WORK REQUEST
Beginning with the line that has "Exercise. Identify every instance of the cluster", please write out each remaining line of the listing below, word for word.

- Opening Delimiter -

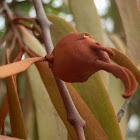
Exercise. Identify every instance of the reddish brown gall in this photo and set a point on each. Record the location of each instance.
(77, 56)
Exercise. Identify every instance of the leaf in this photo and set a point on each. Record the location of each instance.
(93, 91)
(16, 118)
(93, 130)
(119, 44)
(29, 111)
(56, 32)
(3, 111)
(8, 138)
(50, 120)
(86, 18)
(18, 67)
(130, 16)
(123, 60)
(41, 97)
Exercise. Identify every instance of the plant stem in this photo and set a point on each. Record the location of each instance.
(123, 109)
(72, 114)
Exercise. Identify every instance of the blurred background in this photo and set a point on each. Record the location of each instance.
(111, 24)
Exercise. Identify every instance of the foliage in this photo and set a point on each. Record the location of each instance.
(44, 114)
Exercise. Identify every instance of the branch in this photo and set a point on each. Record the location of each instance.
(72, 114)
(123, 109)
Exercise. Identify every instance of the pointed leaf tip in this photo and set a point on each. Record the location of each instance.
(18, 67)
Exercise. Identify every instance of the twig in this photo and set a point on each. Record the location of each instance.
(1, 10)
(123, 109)
(4, 37)
(72, 114)
(12, 44)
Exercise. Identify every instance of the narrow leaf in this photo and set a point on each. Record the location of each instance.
(8, 138)
(3, 111)
(50, 120)
(93, 92)
(86, 18)
(123, 60)
(17, 67)
(16, 118)
(93, 130)
(130, 15)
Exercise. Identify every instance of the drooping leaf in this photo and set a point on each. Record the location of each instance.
(18, 67)
(93, 91)
(123, 60)
(130, 16)
(8, 138)
(93, 129)
(119, 44)
(49, 124)
(29, 111)
(41, 97)
(3, 111)
(16, 118)
(86, 18)
(56, 32)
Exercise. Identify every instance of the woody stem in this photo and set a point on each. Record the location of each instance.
(72, 114)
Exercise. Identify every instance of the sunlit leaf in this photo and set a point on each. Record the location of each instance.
(119, 44)
(130, 15)
(93, 130)
(50, 121)
(29, 111)
(41, 96)
(17, 67)
(16, 118)
(93, 91)
(3, 111)
(8, 138)
(86, 18)
(123, 60)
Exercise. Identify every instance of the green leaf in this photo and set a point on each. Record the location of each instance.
(130, 16)
(86, 18)
(49, 124)
(18, 67)
(9, 138)
(3, 111)
(123, 60)
(16, 117)
(57, 33)
(93, 91)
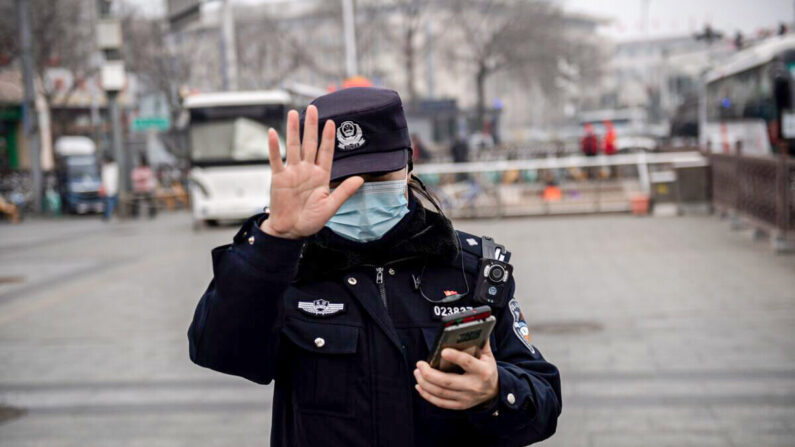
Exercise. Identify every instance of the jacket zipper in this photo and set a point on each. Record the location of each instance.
(379, 279)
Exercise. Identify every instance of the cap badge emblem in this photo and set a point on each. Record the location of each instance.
(349, 136)
(320, 307)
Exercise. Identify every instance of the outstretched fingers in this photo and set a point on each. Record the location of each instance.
(325, 154)
(293, 140)
(275, 152)
(309, 139)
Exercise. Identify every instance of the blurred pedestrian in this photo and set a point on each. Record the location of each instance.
(610, 138)
(460, 152)
(144, 184)
(419, 153)
(589, 142)
(110, 186)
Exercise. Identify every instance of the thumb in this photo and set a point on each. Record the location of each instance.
(342, 192)
(485, 352)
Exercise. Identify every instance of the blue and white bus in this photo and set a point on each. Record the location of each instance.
(749, 100)
(230, 171)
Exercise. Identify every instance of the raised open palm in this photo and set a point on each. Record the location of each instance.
(301, 202)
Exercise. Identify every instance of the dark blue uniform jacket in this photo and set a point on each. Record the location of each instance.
(344, 373)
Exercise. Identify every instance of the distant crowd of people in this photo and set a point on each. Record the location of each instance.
(591, 145)
(144, 181)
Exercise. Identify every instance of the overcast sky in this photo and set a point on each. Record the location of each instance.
(672, 17)
(666, 17)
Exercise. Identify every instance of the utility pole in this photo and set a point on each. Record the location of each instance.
(113, 80)
(350, 38)
(228, 53)
(29, 112)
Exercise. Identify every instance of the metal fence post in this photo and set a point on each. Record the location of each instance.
(779, 238)
(736, 222)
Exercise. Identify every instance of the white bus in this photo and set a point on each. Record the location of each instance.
(230, 173)
(749, 100)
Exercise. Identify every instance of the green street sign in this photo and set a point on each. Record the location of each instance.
(143, 123)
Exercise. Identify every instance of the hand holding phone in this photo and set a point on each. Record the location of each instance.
(465, 331)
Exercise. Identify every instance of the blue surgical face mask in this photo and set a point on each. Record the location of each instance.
(371, 211)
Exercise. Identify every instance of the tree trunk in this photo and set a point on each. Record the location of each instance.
(480, 83)
(408, 51)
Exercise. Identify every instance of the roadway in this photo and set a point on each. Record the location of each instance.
(668, 331)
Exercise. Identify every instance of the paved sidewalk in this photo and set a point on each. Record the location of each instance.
(668, 332)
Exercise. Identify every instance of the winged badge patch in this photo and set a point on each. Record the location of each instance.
(320, 308)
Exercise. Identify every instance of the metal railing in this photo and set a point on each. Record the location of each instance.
(580, 184)
(758, 188)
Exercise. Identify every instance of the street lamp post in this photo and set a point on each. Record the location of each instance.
(29, 112)
(109, 40)
(350, 38)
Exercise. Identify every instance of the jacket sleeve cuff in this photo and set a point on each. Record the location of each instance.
(267, 254)
(512, 407)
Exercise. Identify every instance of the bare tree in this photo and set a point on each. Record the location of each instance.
(63, 37)
(160, 62)
(493, 36)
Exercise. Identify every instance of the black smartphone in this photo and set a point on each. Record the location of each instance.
(465, 331)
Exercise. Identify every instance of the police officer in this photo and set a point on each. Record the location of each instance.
(337, 294)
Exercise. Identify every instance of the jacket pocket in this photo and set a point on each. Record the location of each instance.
(322, 365)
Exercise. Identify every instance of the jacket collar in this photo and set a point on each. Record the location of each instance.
(421, 233)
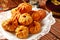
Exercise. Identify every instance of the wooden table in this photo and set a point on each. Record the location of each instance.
(54, 33)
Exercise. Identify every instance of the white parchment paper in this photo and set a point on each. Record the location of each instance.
(47, 21)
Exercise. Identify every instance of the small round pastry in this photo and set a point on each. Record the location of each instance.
(35, 27)
(15, 13)
(25, 19)
(22, 32)
(10, 24)
(24, 7)
(36, 16)
(42, 13)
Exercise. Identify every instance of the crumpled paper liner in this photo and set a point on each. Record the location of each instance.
(47, 21)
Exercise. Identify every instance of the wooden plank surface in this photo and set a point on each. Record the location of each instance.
(54, 33)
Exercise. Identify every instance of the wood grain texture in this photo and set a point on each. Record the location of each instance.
(54, 33)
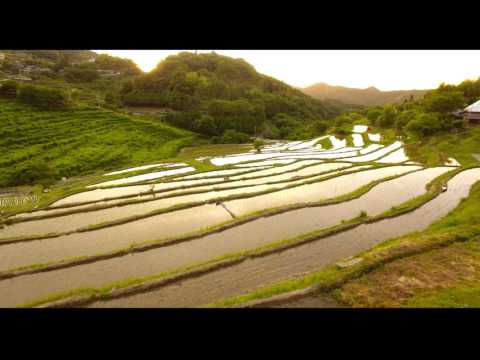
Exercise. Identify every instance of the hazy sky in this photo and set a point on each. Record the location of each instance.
(384, 69)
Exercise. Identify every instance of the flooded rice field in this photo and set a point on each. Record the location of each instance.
(315, 192)
(281, 167)
(298, 259)
(266, 163)
(360, 128)
(259, 232)
(145, 167)
(396, 157)
(72, 222)
(145, 177)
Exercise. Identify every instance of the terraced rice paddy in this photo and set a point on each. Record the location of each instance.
(163, 225)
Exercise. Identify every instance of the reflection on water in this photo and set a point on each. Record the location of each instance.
(144, 177)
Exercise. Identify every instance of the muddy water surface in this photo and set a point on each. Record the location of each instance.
(75, 221)
(315, 192)
(210, 246)
(251, 274)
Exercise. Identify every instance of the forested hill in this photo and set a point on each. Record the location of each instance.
(366, 97)
(211, 94)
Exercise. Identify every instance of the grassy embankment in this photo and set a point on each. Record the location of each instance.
(436, 267)
(83, 142)
(132, 285)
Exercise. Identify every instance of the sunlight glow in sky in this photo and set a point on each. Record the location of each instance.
(384, 69)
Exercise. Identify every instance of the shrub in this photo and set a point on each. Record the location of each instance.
(8, 89)
(32, 172)
(234, 137)
(424, 124)
(258, 144)
(43, 97)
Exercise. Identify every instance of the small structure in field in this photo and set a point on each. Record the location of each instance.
(471, 113)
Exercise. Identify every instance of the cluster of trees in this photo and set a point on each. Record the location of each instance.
(124, 66)
(84, 72)
(212, 94)
(8, 89)
(429, 115)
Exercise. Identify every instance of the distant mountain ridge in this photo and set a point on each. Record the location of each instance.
(367, 97)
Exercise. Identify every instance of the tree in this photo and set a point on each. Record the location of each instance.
(373, 115)
(43, 97)
(80, 74)
(8, 89)
(206, 125)
(258, 144)
(388, 117)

- Closing Delimiter -

REPLY TO THE TASK
Exercise. Identify every instance of the cluster of trees in this photo and set a point on each. Record the location of each instance.
(124, 66)
(84, 72)
(212, 94)
(8, 89)
(429, 115)
Exercise. Identify every instance of the distant mountain ridge in this photo and set a point on each. Record the location of each instance.
(367, 97)
Exercise. Identify every instance of the tree in this photo and set a point on each. Record the location of each instance.
(373, 115)
(43, 97)
(80, 74)
(8, 89)
(206, 125)
(258, 144)
(388, 117)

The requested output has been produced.